[Data entries]
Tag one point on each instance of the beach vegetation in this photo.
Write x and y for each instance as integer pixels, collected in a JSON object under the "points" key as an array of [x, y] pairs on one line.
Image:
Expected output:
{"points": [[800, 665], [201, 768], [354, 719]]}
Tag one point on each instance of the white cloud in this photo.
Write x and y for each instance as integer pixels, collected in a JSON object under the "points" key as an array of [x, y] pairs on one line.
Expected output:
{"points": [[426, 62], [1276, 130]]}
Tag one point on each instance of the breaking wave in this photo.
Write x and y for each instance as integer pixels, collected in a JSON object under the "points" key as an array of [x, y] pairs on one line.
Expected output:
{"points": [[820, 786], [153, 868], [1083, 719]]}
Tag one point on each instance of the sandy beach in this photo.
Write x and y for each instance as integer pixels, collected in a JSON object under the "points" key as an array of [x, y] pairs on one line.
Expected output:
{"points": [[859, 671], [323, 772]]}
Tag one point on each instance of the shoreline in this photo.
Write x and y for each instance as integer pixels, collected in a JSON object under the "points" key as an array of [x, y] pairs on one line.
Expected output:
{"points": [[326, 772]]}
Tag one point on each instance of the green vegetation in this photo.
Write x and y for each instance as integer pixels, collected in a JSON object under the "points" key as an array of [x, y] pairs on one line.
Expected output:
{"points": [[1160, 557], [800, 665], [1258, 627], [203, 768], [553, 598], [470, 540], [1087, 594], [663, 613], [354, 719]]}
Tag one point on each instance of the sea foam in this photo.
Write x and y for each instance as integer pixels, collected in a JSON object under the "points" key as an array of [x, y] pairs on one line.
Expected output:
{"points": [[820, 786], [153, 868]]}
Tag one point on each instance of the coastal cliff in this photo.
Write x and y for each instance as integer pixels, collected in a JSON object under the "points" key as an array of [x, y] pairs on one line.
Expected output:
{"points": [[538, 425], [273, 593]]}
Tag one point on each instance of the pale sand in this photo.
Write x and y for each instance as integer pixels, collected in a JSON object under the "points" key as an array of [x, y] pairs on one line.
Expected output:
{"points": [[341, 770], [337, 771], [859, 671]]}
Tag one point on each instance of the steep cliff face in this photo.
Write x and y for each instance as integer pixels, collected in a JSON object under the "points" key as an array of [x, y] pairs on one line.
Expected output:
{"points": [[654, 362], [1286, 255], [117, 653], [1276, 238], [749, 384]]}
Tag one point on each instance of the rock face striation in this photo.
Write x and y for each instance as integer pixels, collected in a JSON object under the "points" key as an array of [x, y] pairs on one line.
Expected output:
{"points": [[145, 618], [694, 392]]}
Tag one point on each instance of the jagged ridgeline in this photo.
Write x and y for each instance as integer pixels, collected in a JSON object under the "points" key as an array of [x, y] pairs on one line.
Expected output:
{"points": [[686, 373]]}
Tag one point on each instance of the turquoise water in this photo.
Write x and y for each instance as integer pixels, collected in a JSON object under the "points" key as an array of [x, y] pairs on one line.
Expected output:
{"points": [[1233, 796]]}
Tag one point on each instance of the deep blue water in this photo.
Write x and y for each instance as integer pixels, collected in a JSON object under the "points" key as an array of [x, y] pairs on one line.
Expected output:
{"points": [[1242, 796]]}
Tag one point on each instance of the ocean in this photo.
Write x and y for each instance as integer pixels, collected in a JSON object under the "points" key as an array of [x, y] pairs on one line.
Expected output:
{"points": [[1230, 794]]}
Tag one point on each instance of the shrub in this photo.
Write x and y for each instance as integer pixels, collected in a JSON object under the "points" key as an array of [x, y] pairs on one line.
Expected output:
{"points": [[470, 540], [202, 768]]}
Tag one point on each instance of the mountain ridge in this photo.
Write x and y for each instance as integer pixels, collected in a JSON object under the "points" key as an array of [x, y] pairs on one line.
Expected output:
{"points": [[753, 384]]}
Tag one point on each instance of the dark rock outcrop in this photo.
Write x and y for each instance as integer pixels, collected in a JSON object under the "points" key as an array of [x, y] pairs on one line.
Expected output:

▸ Work item
Each entry above should be written again exactly.

▸ Solution
Tag one point on each instance of the beach vegetation in this photo.
Write x and y for each instance as integer pixels, collected in a JSON object under the "points" key as an array of [x, y] pairs on one line.
Image:
Expected output:
{"points": [[800, 665], [201, 768], [354, 719]]}
Tag one point on each instance of the white cloud in this photo.
Write x and y for each instance as integer pixels, collected in a JSON object under the "points" key as an array of [x, y] pairs on one line.
Expected output:
{"points": [[426, 62], [1276, 130]]}
Tag one point on each instance of the breaking wave in this photo.
Write x and y for each instance as integer pixels, collected in a JSON object under the "points" key as an array of [x, y] pairs on one line.
Expected output:
{"points": [[820, 786], [153, 868], [1083, 719]]}
Tag one point on each instance of the sandy beach in this photo.
Write x and y for each instance as integer pixels, collected in a JSON object under the "points" key as an array of [x, y] pairs on one line.
Expected output:
{"points": [[859, 671], [323, 772]]}
Tag one point on each instance of the shoreline in this photo.
Write x and y for each instance as integer pixels, collected in a JSON object under the "points" key as an array of [x, y] pairs on one line.
Expected output:
{"points": [[326, 772]]}
Tag one point on each instance of the green vegetation in this photo.
Write x and y for each instance as integer pixels, collected in a JSON object under the "points" key as an array of [x, y] pairs on one line.
Expected output:
{"points": [[1160, 557], [800, 665], [1258, 627], [203, 768], [553, 598], [470, 540], [1087, 594], [663, 613], [354, 719]]}
Tag one point on each instance of the sea foam in this photo.
Write x and y for each instance as integer pixels, collected in a JSON object under the "points" key as an array of [x, y] pairs on one line.
Expected output:
{"points": [[820, 786], [153, 868]]}
Tag one point on each instance of the coastal cliff in this photo.
Write x and y for each instance as integer pixels, collected in a JSON object under the "points" key as an array of [x, y] pairs on one line.
Expected output:
{"points": [[538, 425], [273, 593]]}
Tag one point on each instance of the pale sand in this photo.
Write x and y for each instance as integer pixels, collected in a JSON object under the "points" key as an array of [x, y] pairs on one line.
Expected output:
{"points": [[341, 770], [337, 771], [859, 671]]}
Tag one point on each instance of the steep cliff face in this photo.
Write x and y for each instance as integer pixels, collected in a JSON object under the "points" key as an array of [x, y] pairs on one line.
Expected output:
{"points": [[654, 362], [1286, 255], [117, 653], [1276, 238], [749, 384]]}
Tag one point on each instance of the rock face striation in this photo.
Write x and y for each instance as integer pixels, collected in a JSON object under the "points" key as an array of [x, y] pairs on one line.
Expected output:
{"points": [[145, 618], [694, 392]]}
Tag one point on each instance of the jagged ridgeline in this photo.
Write x and y for each instance as integer pixels, collected in a JSON object under the "points" key as an array of [x, y] pairs on one line.
Expected output:
{"points": [[686, 373]]}
Tag one point on each instance of the turquoise water in this photo.
Write x and y for each instance as integer pixels, collected in a JSON object under the "points" key as an array of [x, y] pairs on one line.
Expected output:
{"points": [[1233, 796]]}
Tag one point on each instance of the deep blue water in this photo.
Write x and y for each instance as integer pixels, collected in a JSON object under the "points" key as an array of [x, y] pairs on one line.
Expected output:
{"points": [[1242, 796]]}
Tag one point on each instance of the ocean in this photo.
Write x and y for each instance as integer pixels, collected in a JSON object under the "points" key as an array of [x, y] pairs on one line.
Expected output:
{"points": [[1230, 794]]}
Tag one point on each instance of the shrub in this photo.
Write x and y for each instance as integer pixels, collected in a JSON object under the "points" key as an array of [x, y] pairs on one line.
Expected output:
{"points": [[470, 540], [202, 768]]}
Tag one point on each instance of the mountain ridge in this photo.
Write x and y for each instance as integer pixels, collected in a JSON object under the "points" key as an array of [x, y] pairs on one line.
Expected output:
{"points": [[753, 384]]}
Tag one point on each instance of the dark rock outcrop in this photo.
Write x and y for each instance as integer pixels, collected in a JSON object under the "points" key as an array of [x, y] pairs on one line.
Expected output:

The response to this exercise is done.